A run of records
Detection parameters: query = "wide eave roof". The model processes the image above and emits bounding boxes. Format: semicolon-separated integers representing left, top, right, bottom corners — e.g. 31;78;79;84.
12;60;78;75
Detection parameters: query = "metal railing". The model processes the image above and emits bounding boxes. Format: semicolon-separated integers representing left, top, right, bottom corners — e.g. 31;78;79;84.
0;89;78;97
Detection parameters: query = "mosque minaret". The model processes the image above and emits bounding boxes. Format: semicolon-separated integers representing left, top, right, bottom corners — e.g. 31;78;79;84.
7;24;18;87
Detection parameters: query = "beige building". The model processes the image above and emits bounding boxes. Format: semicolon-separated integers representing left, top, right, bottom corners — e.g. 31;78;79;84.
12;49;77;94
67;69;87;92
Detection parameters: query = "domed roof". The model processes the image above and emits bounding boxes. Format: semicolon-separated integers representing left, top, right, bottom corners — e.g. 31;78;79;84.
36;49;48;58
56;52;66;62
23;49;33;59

» **The exercise**:
Express everything from the start of the listing down to the line containing "67;69;87;92" as a JSON list of strings, one string per line, with blank lines left out.

» **Written answer**:
[
  "Detection parameters: query = \"wide eave roof\". The model processes the image above and emits bounding boxes. Format: semicolon-separated integers representing left, top, right, bottom corners — e.g. 31;78;79;84.",
  "12;60;78;75",
  "Detection parameters: query = \"metal railing\". The model processes the image above and emits bounding boxes. Format: semicolon-separated integers representing left, top, right, bottom corners — e.g. 31;78;79;84.",
  "0;89;78;97",
  "Detection parameters: query = \"mosque minaret\". The model processes the image above and emits bounding boxes. Format: semicolon-separated integers representing left, top, right, bottom corners — e.g. 31;78;79;84.",
  "7;24;18;87",
  "Detection parameters: query = \"beige building\". The model processes the image above and emits bounding boxes. Format: semicolon-separated integers representing left, top, right, bottom corners — e.g. 31;78;79;84.",
  "12;49;77;94",
  "67;69;87;92"
]